__TEXTO__:
§

- Author, Matilda Welin
- Role, BBC Culture
Todos nós temos certas peças de roupa com as quais nos sentimos mais confortáveis e que acabamos vestindo com mais frequência, embora tenhamos outras 10 peças de roupas que cumpririam o mesmo propósito no guarda-roupa.
Um jeans que cai melhor que todos os outros, ou uma camiseta que nos represente melhor, a nossa melhor e mais verdadeira identidade em forma de alfaiataria.
E enquanto as semanas de moda de Nova York, Londres, Paris e Milão pretendem criar um impulso de compras para os novos estilos indispensáveis do outono de 2024, muitos de nós estamos reclinados no sofá ou dando um passeio no parque usando o mesmo suéter que escolhemos quase todos os dias durante anos.
Mas por que isso acontece? E como os nossos hábitos preguiçosos de vestir nos tornam apoiadores da sustentabilidade?

§

__INSTRUÇÃO 1__: Reescreva o trecho do texto sobre roupas que vai de "Um jeans que" até "apoiadores da sustentabilidade?", inclusive, substituindo "suéter" por "casaco".
__INSTRUÇÃO 2__: Enumere todas as cidades cujas semanas de moda são citadas no texto sobre roupas.
__INSTRUÇÃO 3__: Traduza para o inglês a seguinte frase do texto sobre roupas: "E como os nossos hábitos preguiçosos de vestir nos tornam apoiadores da sustentabilidade?"

§

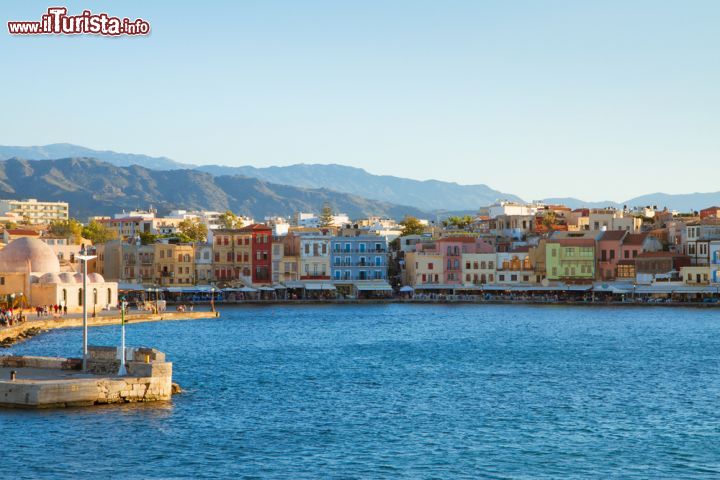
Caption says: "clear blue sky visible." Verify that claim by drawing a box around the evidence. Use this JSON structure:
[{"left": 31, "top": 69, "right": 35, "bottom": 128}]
[{"left": 0, "top": 0, "right": 720, "bottom": 201}]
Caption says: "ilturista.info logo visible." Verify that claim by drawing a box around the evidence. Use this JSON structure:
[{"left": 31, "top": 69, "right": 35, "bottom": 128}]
[{"left": 8, "top": 7, "right": 150, "bottom": 37}]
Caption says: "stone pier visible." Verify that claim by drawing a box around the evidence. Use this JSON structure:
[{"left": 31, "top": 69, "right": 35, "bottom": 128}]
[{"left": 0, "top": 346, "right": 173, "bottom": 408}]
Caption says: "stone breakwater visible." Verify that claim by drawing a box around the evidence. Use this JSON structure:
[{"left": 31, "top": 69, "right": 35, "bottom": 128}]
[
  {"left": 0, "top": 312, "right": 218, "bottom": 347},
  {"left": 0, "top": 346, "right": 174, "bottom": 408}
]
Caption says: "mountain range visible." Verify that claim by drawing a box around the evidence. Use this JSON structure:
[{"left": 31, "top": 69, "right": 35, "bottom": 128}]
[
  {"left": 0, "top": 158, "right": 426, "bottom": 220},
  {"left": 0, "top": 143, "right": 720, "bottom": 213}
]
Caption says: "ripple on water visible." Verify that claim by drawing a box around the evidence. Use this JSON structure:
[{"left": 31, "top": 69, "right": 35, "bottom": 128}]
[{"left": 0, "top": 305, "right": 720, "bottom": 479}]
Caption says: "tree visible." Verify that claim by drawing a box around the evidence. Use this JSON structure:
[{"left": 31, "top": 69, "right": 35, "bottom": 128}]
[
  {"left": 218, "top": 210, "right": 240, "bottom": 229},
  {"left": 400, "top": 216, "right": 425, "bottom": 236},
  {"left": 543, "top": 210, "right": 557, "bottom": 230},
  {"left": 48, "top": 218, "right": 83, "bottom": 244},
  {"left": 318, "top": 202, "right": 335, "bottom": 227},
  {"left": 178, "top": 218, "right": 207, "bottom": 242},
  {"left": 443, "top": 215, "right": 474, "bottom": 229},
  {"left": 82, "top": 220, "right": 117, "bottom": 245},
  {"left": 139, "top": 232, "right": 160, "bottom": 245}
]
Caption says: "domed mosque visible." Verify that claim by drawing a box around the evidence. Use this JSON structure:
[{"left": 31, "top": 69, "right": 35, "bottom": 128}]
[{"left": 0, "top": 237, "right": 118, "bottom": 311}]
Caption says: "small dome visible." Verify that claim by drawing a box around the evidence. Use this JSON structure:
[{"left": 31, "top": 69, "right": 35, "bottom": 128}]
[
  {"left": 0, "top": 237, "right": 60, "bottom": 273},
  {"left": 60, "top": 272, "right": 75, "bottom": 283},
  {"left": 88, "top": 273, "right": 105, "bottom": 283},
  {"left": 38, "top": 273, "right": 62, "bottom": 284}
]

§

__RESPOSTA ESPERADA 1__:
Um jeans que cai melhor que todos os outros, ou uma camiseta que nos represente melhor, a nossa melhor e mais verdadeira identidade em forma de alfaiataria.
E enquanto as semanas de moda de Nova York, Londres, Paris e Milão pretendem criar um impulso de compras para os novos estilos indispensáveis do outono de 2024, muitos de nós estamos reclinados no sofá ou dando um passeio no parque usando o mesmo casaco que escolhemos quase todos os dias durante anos.
Mas por que isso acontece? E como os nossos hábitos preguiçosos de vestir nos tornam apoiadores da sustentabilidade?

__RESPOSTA ESPERADA 2__: Nova York, Londres, Paris e Milão.

__RESPOSTA ESPERADA 3__: And how do our lazy dressing habits make us supporters of sustainability?